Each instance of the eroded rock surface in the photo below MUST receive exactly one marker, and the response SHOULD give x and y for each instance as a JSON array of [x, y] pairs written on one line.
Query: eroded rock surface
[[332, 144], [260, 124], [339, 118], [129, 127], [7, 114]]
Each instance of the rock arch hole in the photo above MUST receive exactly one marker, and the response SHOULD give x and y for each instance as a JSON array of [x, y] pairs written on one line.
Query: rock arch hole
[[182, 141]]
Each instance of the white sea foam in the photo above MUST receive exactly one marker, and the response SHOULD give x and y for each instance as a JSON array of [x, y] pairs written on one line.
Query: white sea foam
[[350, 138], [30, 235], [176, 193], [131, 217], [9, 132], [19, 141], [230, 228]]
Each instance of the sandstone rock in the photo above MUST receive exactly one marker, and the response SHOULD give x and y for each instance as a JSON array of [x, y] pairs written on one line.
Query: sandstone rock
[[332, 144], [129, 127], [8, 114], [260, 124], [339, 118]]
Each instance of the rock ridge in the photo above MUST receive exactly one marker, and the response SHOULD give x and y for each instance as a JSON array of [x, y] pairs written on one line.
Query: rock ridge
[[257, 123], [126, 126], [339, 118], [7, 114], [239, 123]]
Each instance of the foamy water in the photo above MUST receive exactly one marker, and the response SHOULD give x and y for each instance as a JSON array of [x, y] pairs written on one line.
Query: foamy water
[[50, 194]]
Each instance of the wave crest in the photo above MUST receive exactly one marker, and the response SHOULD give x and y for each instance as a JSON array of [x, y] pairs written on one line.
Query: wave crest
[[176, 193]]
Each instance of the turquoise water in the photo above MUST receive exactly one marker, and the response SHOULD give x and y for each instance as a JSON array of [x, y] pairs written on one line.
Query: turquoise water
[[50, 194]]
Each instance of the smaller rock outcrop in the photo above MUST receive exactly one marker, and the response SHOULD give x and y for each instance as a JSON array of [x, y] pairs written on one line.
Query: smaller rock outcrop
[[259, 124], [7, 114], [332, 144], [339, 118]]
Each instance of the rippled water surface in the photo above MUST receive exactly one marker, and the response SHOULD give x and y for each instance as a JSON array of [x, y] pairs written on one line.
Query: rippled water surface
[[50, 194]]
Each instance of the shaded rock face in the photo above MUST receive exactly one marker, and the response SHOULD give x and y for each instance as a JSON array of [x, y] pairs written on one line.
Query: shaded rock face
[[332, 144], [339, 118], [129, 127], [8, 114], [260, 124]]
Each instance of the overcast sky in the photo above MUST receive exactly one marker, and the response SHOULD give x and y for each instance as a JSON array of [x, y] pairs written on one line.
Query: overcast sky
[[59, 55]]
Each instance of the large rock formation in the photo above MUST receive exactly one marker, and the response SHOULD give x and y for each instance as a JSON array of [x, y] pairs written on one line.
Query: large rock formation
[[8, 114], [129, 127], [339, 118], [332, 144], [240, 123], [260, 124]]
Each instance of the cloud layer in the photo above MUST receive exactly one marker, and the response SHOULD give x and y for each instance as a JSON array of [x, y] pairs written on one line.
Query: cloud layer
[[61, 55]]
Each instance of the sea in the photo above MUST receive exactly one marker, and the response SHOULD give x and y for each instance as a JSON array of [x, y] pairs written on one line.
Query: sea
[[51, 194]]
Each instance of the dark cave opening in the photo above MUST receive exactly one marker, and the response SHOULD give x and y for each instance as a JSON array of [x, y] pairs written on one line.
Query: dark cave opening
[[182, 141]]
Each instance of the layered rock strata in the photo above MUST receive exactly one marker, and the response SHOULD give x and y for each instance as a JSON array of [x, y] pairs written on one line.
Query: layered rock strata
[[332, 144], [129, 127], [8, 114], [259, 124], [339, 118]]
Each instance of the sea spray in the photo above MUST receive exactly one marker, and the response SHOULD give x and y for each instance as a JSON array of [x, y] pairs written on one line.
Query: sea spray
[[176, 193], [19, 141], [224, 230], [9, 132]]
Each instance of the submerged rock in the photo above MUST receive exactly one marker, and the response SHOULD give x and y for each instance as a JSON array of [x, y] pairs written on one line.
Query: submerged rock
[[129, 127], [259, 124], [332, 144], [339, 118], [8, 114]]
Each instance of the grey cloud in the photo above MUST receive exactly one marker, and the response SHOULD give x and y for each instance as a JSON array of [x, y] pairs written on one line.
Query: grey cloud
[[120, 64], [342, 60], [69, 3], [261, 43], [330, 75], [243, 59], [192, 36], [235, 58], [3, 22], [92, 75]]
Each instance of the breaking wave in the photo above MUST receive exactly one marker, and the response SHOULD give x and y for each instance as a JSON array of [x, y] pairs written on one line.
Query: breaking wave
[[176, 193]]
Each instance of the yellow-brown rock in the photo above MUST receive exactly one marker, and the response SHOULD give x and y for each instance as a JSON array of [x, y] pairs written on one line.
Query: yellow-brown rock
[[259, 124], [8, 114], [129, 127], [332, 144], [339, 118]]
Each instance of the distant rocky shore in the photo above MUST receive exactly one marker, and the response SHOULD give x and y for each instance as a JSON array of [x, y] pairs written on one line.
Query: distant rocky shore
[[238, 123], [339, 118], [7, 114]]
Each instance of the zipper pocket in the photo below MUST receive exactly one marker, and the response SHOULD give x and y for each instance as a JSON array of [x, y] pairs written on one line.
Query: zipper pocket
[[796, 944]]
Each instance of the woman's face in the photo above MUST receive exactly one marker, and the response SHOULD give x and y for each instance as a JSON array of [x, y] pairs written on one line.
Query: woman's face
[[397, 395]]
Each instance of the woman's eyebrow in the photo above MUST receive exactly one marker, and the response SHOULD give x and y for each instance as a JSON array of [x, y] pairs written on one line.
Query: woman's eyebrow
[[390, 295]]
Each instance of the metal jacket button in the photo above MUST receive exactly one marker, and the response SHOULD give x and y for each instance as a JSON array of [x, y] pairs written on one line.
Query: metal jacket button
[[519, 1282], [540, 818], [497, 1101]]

• • • • •

* [Exercise objective]:
Show each line of the material holding "below".

* [Answer space]:
Each instance of the eroded rock surface in the photo below MUST receive exactly one marker, and the response SHOULD give x and y for each instance as a JSON array of [x, y] pairs written on one line.
Each instance of the zipper pocket in the photo below MUST receive exactly one marker, and the response SHOULD give x and y for each instance as a JSON array of [x, y] pairs written on one line.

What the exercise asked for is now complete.